▸ CHALLENGE:
How many lines in the records below contain the word "cloud"? Reply with the number alone.

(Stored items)

** START **

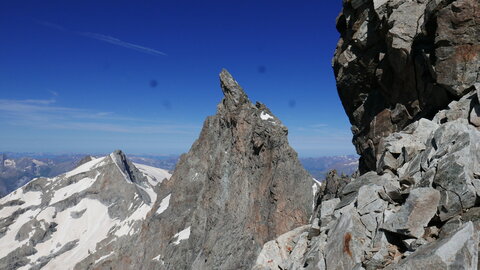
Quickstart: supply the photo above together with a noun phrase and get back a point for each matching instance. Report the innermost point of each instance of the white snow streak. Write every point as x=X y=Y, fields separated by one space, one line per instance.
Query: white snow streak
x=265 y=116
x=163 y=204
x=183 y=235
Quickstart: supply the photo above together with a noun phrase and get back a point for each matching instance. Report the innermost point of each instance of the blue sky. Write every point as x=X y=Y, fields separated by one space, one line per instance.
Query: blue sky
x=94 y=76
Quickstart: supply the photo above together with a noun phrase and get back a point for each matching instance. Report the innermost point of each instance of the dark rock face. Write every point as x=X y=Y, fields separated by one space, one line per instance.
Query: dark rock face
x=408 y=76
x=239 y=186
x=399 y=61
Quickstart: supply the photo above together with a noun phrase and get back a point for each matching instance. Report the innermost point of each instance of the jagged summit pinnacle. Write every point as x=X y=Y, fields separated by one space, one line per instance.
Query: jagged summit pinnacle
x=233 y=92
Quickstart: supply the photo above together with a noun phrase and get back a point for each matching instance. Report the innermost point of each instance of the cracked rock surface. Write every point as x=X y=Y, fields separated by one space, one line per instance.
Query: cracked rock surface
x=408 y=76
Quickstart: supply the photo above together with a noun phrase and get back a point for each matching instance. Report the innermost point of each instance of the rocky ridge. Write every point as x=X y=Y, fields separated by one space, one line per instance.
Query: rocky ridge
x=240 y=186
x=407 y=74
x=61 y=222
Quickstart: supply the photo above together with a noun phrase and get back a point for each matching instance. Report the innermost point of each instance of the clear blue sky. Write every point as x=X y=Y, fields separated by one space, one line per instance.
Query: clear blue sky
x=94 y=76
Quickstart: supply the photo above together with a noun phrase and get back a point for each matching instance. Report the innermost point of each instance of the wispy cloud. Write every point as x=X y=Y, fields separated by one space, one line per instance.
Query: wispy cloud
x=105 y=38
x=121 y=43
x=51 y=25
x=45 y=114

** END **
** START **

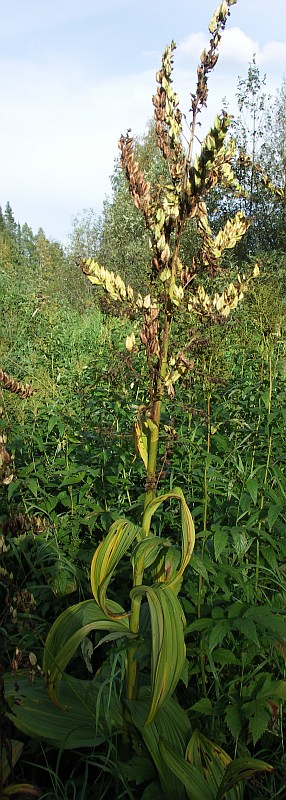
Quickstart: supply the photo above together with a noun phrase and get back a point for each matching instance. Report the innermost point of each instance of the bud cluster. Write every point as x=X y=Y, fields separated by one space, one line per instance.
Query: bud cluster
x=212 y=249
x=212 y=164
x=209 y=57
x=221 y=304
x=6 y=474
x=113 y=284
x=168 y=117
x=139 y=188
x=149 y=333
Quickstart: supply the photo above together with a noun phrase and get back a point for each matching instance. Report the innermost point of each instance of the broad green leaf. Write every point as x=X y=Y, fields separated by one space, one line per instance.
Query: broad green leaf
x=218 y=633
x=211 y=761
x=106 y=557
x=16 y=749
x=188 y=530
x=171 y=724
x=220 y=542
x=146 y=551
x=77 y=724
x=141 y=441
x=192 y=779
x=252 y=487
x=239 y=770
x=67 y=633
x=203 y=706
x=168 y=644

** END **

▸ ANSWER TO THIS PROBLEM:
2